**EXERCISE**
Reproduce only the lines of the material below that start at the line containing "TARGET = white frosted cupcake" and stop at the line containing "TARGET = brown paper liner". Keep both end lines.
[GIVEN ENTRIES Boundary: Start]
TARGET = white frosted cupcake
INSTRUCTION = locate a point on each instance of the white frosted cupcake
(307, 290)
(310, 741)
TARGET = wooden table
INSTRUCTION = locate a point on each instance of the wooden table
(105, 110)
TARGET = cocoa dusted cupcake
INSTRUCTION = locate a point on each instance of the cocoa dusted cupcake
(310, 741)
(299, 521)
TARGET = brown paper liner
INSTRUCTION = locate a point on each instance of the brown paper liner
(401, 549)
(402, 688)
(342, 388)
[GIVEN ENTRIES Boundary: End]
[GIVEN ENTRIES Boundary: Start]
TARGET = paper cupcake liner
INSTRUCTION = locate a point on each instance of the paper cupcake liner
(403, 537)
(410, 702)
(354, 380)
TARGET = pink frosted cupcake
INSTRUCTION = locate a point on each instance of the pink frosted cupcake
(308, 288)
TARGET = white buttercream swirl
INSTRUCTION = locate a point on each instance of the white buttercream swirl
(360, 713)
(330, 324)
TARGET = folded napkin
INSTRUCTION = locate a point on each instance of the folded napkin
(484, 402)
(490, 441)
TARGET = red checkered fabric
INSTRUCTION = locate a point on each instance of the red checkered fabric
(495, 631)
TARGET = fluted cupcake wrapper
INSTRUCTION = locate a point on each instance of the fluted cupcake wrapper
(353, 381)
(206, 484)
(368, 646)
[GIVEN ENTRIES Boundary: End]
**RESPONSE**
TARGET = white frosted cupcake
INSTRUCTION = locate a point on each instance of the white frosted cupcake
(307, 290)
(310, 741)
TARGET = wooden table
INSTRUCTION = locate a point on each instance of the wooden table
(105, 110)
TARGET = cocoa dusted cupcake
INSTRUCTION = locate a point on each instance of the cocoa dusted cupcake
(310, 741)
(299, 521)
TARGET = brown paper liner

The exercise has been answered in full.